Task: Which lines in the records below contain the word "instance"? Show each of those lines in full.

Material for this task:

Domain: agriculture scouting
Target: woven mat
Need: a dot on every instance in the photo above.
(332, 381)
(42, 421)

Response for this exercise:
Need: a dot on every instance in the photo above.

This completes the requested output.